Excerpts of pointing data
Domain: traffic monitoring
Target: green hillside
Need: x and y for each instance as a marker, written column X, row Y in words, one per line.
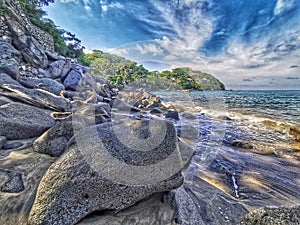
column 120, row 71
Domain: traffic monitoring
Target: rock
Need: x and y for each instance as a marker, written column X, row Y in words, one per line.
column 20, row 121
column 119, row 105
column 8, row 62
column 189, row 116
column 7, row 51
column 82, row 181
column 52, row 55
column 43, row 73
column 273, row 216
column 59, row 69
column 2, row 141
column 4, row 100
column 72, row 80
column 54, row 141
column 150, row 211
column 156, row 111
column 94, row 113
column 31, row 50
column 172, row 115
column 46, row 84
column 13, row 182
column 18, row 144
column 10, row 66
column 36, row 97
column 6, row 79
column 242, row 144
column 187, row 211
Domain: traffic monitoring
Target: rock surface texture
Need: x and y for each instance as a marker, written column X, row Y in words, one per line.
column 75, row 151
column 78, row 183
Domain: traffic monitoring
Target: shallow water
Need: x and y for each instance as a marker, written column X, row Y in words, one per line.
column 244, row 159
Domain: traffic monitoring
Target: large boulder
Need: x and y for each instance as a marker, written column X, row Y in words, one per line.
column 36, row 97
column 59, row 68
column 54, row 141
column 9, row 57
column 9, row 66
column 273, row 216
column 73, row 80
column 108, row 167
column 31, row 50
column 6, row 79
column 46, row 84
column 20, row 121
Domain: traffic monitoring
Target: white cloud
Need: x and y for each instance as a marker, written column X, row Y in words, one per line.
column 283, row 5
column 105, row 6
column 149, row 49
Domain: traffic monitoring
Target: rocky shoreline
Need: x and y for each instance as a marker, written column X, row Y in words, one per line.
column 74, row 150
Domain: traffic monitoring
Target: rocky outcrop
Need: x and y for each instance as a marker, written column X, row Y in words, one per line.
column 51, row 105
column 20, row 121
column 83, row 180
column 273, row 216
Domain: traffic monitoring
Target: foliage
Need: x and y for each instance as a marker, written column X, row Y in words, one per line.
column 65, row 42
column 122, row 72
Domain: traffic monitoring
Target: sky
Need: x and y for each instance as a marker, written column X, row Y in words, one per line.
column 247, row 44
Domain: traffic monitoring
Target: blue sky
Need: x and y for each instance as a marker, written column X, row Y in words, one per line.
column 248, row 44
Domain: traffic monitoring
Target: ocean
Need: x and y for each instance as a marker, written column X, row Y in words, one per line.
column 283, row 105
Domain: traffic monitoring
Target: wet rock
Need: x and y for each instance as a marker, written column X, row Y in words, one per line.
column 26, row 122
column 59, row 68
column 189, row 116
column 45, row 84
column 119, row 105
column 52, row 55
column 9, row 57
column 54, row 141
column 273, row 216
column 12, row 145
column 93, row 113
column 13, row 182
column 10, row 66
column 18, row 144
column 172, row 115
column 72, row 80
column 81, row 181
column 6, row 79
column 36, row 97
column 224, row 118
column 242, row 144
column 156, row 111
column 2, row 141
column 187, row 210
column 7, row 51
column 150, row 211
column 31, row 50
column 4, row 100
column 43, row 73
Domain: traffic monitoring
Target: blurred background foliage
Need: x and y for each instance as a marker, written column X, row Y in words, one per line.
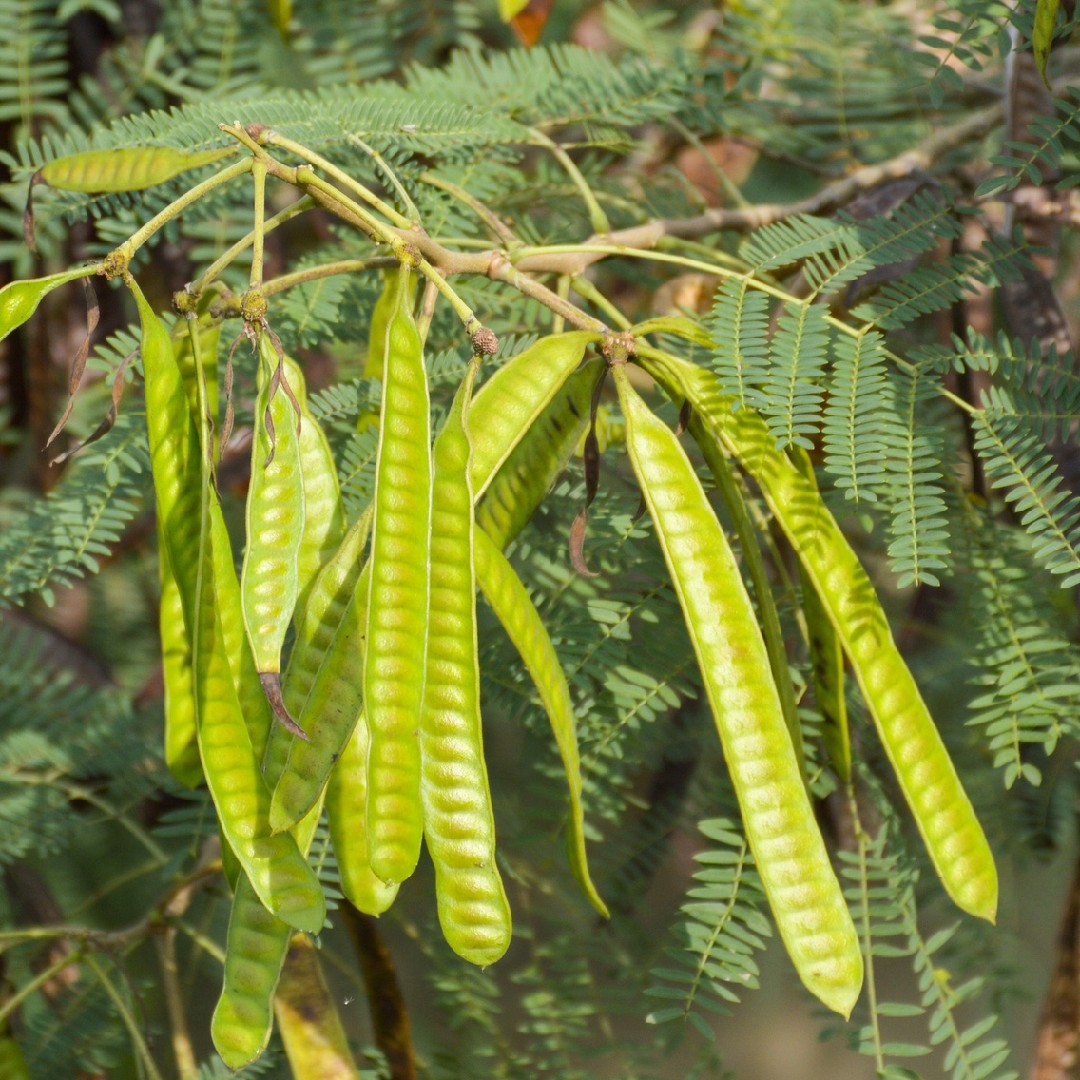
column 111, row 903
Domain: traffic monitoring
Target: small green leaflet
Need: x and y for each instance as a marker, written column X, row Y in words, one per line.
column 508, row 9
column 1042, row 35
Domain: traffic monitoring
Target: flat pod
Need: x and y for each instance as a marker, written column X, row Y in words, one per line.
column 783, row 835
column 458, row 820
column 269, row 579
column 515, row 395
column 528, row 471
column 397, row 597
column 347, row 813
column 124, row 169
column 280, row 876
column 19, row 299
column 510, row 601
column 323, row 518
column 941, row 807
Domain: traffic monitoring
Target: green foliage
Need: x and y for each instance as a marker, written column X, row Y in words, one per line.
column 824, row 316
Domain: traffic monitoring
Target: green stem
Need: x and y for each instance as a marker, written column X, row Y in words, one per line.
column 24, row 991
column 287, row 281
column 133, row 243
column 258, row 227
column 414, row 214
column 275, row 138
column 385, row 234
column 214, row 270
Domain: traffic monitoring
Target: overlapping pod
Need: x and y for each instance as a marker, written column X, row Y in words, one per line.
column 323, row 520
column 181, row 739
column 397, row 597
column 346, row 812
column 513, row 399
column 269, row 578
column 510, row 601
column 788, row 850
column 257, row 941
column 458, row 821
column 524, row 477
column 826, row 661
column 179, row 464
column 329, row 714
column 941, row 807
column 124, row 169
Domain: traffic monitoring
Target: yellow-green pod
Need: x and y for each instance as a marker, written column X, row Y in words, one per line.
column 927, row 777
column 196, row 352
column 512, row 400
column 826, row 660
column 510, row 601
column 311, row 1030
column 180, row 470
column 323, row 518
column 525, row 475
column 255, row 950
column 124, row 167
column 783, row 835
column 269, row 579
column 347, row 813
column 19, row 299
column 458, row 821
column 397, row 598
column 377, row 341
column 329, row 714
column 181, row 739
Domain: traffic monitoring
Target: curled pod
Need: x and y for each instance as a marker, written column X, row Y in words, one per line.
column 397, row 597
column 269, row 579
column 458, row 821
column 783, row 835
column 196, row 352
column 528, row 471
column 329, row 714
column 510, row 601
column 512, row 400
column 927, row 777
column 347, row 813
column 255, row 947
column 180, row 470
column 19, row 299
column 323, row 517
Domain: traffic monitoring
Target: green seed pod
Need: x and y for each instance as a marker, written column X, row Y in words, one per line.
column 510, row 601
column 124, row 169
column 347, row 813
column 269, row 579
column 525, row 475
column 515, row 395
column 19, row 299
column 458, row 821
column 329, row 714
column 180, row 469
column 397, row 598
column 783, row 835
column 941, row 807
column 323, row 517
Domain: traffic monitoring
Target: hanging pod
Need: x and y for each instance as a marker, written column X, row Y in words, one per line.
column 927, row 777
column 458, row 821
column 787, row 847
column 397, row 597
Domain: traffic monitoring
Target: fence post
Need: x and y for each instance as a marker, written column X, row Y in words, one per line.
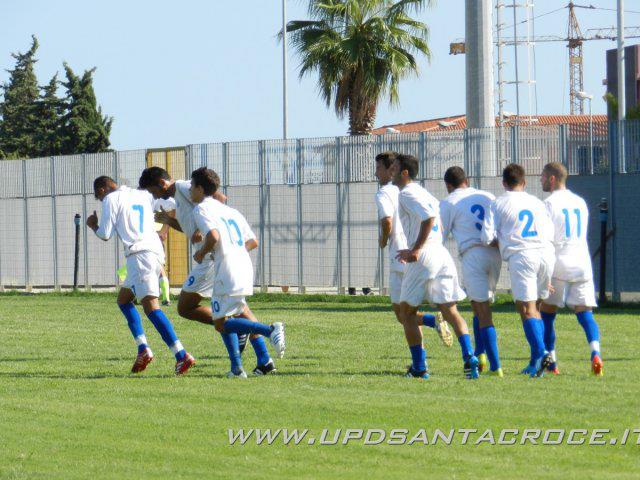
column 85, row 247
column 27, row 279
column 301, row 288
column 262, row 206
column 54, row 226
column 339, row 214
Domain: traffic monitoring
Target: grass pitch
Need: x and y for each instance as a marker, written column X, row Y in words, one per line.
column 69, row 409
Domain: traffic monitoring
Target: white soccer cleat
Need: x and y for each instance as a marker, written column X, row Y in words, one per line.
column 277, row 338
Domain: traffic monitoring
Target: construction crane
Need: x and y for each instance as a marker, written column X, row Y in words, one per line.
column 574, row 41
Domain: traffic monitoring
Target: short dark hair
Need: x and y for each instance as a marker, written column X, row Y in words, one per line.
column 387, row 158
column 151, row 177
column 513, row 175
column 455, row 176
column 102, row 182
column 408, row 163
column 207, row 179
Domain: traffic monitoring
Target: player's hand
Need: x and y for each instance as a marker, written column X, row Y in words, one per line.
column 92, row 221
column 163, row 217
column 198, row 256
column 196, row 237
column 407, row 256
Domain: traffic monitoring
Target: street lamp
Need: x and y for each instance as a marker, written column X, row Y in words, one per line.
column 586, row 96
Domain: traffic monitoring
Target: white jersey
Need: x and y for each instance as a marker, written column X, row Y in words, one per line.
column 387, row 203
column 462, row 214
column 570, row 217
column 233, row 268
column 129, row 212
column 520, row 222
column 416, row 205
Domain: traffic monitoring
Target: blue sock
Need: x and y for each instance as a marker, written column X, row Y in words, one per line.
column 233, row 349
column 260, row 348
column 480, row 348
column 490, row 341
column 465, row 344
column 135, row 325
column 590, row 328
column 534, row 331
column 244, row 325
column 165, row 329
column 429, row 320
column 419, row 358
column 548, row 319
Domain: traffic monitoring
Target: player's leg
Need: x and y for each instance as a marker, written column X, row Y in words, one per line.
column 128, row 309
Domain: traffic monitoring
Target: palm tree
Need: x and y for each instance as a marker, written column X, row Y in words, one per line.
column 361, row 50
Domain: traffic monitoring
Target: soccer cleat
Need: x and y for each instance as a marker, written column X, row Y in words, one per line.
column 237, row 374
column 411, row 373
column 143, row 359
column 242, row 341
column 277, row 338
column 182, row 366
column 597, row 366
column 266, row 369
column 482, row 362
column 444, row 333
column 471, row 368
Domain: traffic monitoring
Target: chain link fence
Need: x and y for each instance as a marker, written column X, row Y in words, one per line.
column 310, row 201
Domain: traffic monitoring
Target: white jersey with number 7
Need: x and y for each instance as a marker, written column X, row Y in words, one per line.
column 520, row 222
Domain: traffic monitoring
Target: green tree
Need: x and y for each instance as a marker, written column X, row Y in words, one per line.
column 361, row 50
column 18, row 109
column 85, row 129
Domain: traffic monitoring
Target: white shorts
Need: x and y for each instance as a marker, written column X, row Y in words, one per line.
column 395, row 285
column 143, row 270
column 227, row 306
column 200, row 279
column 481, row 272
column 433, row 278
column 531, row 274
column 572, row 294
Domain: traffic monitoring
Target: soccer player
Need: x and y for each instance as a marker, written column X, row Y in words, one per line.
column 430, row 271
column 520, row 223
column 462, row 213
column 572, row 279
column 129, row 213
column 232, row 280
column 393, row 236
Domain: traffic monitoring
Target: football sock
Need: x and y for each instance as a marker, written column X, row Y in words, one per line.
column 164, row 289
column 165, row 329
column 429, row 320
column 590, row 328
column 534, row 331
column 490, row 340
column 419, row 358
column 231, row 343
column 244, row 325
column 260, row 348
column 465, row 344
column 135, row 325
column 548, row 319
column 480, row 348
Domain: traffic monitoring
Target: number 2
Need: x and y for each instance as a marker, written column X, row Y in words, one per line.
column 526, row 231
column 140, row 209
column 478, row 210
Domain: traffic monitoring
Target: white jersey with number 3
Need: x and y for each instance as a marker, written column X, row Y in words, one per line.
column 129, row 212
column 233, row 267
column 570, row 217
column 520, row 222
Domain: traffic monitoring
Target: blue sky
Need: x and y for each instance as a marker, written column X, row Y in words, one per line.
column 174, row 73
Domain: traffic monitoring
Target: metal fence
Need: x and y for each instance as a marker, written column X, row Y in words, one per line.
column 310, row 200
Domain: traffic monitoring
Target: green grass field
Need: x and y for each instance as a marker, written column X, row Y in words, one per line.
column 69, row 409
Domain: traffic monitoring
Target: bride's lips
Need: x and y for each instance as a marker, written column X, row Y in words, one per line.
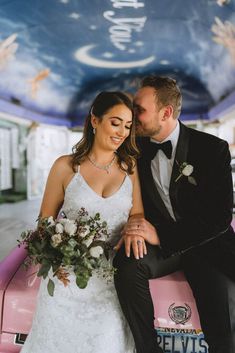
column 116, row 140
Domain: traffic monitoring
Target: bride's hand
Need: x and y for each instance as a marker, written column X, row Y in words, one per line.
column 140, row 226
column 134, row 242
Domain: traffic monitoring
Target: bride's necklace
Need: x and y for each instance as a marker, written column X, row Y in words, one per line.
column 103, row 167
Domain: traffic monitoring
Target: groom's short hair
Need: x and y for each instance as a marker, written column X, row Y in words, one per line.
column 166, row 90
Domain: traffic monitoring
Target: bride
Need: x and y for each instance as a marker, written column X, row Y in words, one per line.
column 100, row 176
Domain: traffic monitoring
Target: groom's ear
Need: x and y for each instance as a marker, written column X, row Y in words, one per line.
column 167, row 112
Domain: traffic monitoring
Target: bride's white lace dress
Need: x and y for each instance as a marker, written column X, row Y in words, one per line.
column 86, row 320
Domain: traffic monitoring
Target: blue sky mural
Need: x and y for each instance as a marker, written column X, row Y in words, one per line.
column 56, row 55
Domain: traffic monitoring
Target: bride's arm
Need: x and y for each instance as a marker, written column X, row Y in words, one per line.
column 138, row 229
column 54, row 191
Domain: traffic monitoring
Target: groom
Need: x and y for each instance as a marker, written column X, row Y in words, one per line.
column 186, row 185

Objective: Copy the listing word for word, starting at its first line and ending at the line that contains "column 120, row 71", with both ends included. Omit the pictures from your copy.

Solution to this task:
Domain: traffic monitoring
Target: green hillside
Need: x and y for each instance as a marker, written column X, row Y in words, one per line.
column 120, row 71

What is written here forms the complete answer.